Data entries
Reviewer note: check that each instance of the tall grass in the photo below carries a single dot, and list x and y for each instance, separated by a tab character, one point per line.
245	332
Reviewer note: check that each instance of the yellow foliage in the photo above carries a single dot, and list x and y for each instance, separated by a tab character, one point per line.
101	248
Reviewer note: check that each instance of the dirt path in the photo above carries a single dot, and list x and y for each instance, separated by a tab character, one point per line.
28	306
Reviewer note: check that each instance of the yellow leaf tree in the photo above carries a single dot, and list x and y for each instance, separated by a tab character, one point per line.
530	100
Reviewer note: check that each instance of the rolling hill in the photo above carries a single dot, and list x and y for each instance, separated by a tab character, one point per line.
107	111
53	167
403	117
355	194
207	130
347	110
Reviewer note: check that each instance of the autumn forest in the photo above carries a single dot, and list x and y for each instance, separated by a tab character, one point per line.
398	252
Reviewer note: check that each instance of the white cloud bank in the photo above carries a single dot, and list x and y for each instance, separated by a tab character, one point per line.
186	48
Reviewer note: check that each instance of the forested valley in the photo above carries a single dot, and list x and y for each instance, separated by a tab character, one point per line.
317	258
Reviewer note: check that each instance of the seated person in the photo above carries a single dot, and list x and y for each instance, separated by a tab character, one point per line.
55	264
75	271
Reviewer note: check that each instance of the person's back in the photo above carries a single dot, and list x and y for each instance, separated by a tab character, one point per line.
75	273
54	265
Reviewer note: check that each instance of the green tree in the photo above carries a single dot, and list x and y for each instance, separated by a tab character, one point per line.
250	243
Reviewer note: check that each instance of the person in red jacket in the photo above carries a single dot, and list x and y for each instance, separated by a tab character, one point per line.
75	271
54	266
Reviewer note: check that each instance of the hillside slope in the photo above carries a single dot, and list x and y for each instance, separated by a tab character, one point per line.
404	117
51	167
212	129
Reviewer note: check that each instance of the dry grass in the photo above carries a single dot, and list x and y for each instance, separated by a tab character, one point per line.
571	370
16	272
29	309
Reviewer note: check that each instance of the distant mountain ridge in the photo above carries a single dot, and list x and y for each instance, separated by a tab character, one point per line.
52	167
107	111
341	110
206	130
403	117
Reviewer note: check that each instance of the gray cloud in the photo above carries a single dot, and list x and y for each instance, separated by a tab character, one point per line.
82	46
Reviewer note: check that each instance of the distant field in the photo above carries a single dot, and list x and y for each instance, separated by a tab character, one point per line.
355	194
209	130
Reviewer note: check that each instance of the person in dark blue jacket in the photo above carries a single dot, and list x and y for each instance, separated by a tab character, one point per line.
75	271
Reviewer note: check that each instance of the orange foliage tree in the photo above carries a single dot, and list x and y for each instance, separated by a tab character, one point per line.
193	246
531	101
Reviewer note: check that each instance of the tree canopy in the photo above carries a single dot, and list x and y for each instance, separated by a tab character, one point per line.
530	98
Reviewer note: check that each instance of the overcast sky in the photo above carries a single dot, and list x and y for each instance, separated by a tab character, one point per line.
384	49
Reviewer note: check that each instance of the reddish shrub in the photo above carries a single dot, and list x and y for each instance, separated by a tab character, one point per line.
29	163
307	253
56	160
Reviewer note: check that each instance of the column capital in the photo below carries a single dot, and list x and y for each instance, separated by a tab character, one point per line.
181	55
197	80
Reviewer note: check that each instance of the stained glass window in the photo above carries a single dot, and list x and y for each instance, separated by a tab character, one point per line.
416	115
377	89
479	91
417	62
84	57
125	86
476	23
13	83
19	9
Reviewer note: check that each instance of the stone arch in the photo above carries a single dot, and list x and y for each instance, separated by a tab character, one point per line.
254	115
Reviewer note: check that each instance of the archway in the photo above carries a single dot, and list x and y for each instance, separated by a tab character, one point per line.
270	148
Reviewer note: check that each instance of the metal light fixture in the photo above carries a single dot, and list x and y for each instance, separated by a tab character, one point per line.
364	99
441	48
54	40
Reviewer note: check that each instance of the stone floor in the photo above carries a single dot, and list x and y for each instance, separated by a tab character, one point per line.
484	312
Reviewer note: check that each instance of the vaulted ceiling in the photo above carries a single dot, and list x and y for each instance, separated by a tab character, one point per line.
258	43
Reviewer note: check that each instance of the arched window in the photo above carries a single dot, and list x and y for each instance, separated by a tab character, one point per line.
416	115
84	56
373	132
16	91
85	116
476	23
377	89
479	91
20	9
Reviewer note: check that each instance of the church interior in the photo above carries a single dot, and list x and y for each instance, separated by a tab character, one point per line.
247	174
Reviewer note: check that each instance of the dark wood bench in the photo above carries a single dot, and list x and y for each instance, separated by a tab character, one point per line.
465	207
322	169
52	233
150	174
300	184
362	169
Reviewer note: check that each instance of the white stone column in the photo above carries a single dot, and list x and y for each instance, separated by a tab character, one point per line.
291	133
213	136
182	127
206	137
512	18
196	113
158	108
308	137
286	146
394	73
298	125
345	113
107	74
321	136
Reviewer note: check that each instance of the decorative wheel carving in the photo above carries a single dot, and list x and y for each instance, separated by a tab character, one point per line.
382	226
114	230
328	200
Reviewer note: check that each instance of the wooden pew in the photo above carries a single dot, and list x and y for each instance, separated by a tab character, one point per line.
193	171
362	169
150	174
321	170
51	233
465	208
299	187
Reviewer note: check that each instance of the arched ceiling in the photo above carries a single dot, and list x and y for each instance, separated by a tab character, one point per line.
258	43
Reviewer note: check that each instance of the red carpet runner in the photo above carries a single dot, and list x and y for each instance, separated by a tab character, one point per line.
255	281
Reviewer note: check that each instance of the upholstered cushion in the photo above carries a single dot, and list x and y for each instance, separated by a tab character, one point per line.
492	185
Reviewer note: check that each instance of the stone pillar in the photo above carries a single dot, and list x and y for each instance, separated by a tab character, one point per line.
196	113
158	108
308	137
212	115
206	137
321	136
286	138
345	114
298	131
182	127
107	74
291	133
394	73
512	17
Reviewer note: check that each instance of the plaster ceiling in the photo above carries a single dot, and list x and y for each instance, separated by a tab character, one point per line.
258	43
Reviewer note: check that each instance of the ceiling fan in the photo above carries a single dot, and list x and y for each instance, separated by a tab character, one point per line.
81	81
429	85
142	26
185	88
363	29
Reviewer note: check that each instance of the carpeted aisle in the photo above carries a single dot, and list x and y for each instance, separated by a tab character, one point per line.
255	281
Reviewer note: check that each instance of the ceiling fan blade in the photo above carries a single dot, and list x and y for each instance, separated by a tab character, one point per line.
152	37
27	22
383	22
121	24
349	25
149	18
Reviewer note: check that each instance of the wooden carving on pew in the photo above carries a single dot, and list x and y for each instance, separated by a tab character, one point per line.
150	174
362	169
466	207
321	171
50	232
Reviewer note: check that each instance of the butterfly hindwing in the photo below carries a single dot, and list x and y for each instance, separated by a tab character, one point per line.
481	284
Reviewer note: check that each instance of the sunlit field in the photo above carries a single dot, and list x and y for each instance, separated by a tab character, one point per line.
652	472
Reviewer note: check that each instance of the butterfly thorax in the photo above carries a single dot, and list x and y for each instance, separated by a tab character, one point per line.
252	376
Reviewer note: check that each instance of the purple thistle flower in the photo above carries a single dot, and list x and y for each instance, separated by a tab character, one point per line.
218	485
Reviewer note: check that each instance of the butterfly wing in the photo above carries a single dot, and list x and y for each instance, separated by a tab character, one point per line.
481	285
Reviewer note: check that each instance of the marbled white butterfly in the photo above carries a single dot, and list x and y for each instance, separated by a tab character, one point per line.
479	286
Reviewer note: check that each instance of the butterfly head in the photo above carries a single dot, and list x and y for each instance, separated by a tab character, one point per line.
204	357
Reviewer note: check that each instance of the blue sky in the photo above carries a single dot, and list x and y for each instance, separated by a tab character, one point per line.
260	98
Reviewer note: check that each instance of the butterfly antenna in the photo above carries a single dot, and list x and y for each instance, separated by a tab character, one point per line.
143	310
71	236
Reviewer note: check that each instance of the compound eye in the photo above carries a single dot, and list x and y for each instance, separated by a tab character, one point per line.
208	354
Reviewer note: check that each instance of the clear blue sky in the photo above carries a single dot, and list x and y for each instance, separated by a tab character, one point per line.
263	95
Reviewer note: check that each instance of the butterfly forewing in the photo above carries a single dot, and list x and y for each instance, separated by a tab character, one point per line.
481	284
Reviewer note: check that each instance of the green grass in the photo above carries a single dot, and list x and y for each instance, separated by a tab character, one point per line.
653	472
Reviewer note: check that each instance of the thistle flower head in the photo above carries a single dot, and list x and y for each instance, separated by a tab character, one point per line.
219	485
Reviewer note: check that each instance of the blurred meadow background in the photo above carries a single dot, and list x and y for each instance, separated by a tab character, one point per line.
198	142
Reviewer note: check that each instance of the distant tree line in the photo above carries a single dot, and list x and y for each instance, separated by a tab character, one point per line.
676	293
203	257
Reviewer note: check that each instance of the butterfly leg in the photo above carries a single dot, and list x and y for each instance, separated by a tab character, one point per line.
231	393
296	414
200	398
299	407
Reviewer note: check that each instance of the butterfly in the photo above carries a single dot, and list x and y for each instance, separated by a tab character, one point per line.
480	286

Description of the task: Reproduce the records above exactly, starting with the line that contains "Reviewer note: check that each instance of the distant tree" and ending with the last line.

Result:
Reviewer note: check that each instance of the distant tree line in the photo above carries a single dot, and list x and y for each instance, separated by a tab character, one point per line.
676	293
203	257
Reviewer note: check that each instance of the butterfly leg in the photo above carries a single dot, and list x and y for each instance, separated by a tab character, one point per line.
231	393
296	414
200	398
299	407
Reviewer note: check that each instance of the butterfly in the photo above carries a single dot, and list x and y for each instance, separated by a tab character, one point per line.
480	286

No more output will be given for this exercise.